Collected data:
++++++
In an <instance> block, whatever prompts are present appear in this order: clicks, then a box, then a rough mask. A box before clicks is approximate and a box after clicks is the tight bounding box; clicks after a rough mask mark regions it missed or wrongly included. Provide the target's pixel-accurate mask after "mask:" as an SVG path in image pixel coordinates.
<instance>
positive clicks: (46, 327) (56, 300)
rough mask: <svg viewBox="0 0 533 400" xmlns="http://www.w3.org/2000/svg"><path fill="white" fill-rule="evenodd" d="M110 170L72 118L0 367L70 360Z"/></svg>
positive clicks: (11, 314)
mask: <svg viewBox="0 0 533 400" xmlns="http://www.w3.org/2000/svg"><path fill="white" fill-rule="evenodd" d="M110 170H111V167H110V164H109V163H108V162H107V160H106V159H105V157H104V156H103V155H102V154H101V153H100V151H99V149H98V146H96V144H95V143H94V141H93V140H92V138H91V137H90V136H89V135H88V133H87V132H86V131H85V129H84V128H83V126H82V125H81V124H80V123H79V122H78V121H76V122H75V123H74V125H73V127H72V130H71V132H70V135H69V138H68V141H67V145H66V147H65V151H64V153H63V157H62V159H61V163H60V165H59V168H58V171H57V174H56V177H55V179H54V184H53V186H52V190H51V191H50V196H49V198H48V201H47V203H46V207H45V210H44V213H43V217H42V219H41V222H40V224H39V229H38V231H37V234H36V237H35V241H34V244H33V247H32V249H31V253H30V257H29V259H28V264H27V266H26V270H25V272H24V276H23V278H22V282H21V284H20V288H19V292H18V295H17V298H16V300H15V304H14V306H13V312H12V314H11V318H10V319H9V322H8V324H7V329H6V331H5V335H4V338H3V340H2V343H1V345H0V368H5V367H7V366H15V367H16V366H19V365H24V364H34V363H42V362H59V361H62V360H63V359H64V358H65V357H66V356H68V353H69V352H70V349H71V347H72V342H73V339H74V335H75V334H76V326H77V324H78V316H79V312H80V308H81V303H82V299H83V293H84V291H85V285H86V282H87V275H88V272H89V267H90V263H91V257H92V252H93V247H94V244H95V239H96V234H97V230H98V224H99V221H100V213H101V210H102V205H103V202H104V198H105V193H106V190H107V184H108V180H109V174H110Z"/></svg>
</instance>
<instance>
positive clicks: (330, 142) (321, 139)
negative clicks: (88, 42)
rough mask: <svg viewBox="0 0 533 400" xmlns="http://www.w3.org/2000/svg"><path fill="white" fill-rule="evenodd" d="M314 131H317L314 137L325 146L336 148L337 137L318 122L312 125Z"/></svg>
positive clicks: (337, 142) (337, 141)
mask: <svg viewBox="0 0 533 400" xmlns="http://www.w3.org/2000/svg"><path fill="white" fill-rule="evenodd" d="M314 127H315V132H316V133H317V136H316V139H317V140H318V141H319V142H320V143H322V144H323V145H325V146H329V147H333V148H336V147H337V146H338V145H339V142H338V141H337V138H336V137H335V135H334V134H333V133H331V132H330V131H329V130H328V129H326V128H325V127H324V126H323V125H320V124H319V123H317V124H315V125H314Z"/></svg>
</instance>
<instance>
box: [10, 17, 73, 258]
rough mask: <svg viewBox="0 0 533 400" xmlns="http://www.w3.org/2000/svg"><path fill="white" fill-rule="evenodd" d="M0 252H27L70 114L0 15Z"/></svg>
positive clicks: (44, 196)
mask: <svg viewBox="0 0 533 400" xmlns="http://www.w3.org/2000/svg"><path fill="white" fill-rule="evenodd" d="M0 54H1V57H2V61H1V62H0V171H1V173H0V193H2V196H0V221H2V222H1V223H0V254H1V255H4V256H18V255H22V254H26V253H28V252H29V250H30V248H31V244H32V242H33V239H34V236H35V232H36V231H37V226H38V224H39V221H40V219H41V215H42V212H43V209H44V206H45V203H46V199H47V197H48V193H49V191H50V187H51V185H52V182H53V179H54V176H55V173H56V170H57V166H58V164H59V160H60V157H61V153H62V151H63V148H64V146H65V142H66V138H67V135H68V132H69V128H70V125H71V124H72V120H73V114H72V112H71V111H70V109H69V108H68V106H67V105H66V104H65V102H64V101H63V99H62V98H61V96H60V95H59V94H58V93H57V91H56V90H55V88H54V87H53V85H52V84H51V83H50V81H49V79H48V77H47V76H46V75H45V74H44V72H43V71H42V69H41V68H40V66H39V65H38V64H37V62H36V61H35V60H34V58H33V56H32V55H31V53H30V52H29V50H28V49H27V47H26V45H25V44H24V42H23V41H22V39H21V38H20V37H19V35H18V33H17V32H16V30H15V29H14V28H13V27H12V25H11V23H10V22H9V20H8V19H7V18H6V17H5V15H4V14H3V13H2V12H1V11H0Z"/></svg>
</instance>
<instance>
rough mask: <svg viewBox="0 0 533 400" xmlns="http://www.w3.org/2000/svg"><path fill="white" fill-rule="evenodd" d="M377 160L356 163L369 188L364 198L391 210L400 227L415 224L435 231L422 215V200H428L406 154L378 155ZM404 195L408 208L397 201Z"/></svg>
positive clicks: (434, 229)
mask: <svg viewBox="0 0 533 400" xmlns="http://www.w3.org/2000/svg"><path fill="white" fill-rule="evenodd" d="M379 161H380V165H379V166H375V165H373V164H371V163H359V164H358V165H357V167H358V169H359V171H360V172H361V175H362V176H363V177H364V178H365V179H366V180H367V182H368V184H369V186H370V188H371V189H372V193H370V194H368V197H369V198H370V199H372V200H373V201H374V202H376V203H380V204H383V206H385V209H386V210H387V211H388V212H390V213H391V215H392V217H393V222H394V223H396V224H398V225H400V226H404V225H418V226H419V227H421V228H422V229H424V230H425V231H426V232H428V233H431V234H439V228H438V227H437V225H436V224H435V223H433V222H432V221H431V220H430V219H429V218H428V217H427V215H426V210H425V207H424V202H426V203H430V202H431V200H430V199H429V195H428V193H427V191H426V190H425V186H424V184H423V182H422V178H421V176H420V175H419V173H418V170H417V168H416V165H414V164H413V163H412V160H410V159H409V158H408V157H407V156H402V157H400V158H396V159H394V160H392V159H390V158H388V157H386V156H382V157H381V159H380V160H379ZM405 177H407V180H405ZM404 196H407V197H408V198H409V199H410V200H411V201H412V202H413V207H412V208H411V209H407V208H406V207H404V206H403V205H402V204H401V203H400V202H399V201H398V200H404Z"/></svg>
++++++
What this task involves: Reproduce exactly the entries above, limited to the lines from the one with "positive clicks: (330, 142) (321, 139)" through the one with "131H317L314 137L325 146L336", both included.

Written answer:
positive clicks: (330, 142) (321, 139)
negative clicks: (88, 42)
rough mask: <svg viewBox="0 0 533 400" xmlns="http://www.w3.org/2000/svg"><path fill="white" fill-rule="evenodd" d="M314 131H317L314 137L325 146L336 148L337 137L318 122L312 125Z"/></svg>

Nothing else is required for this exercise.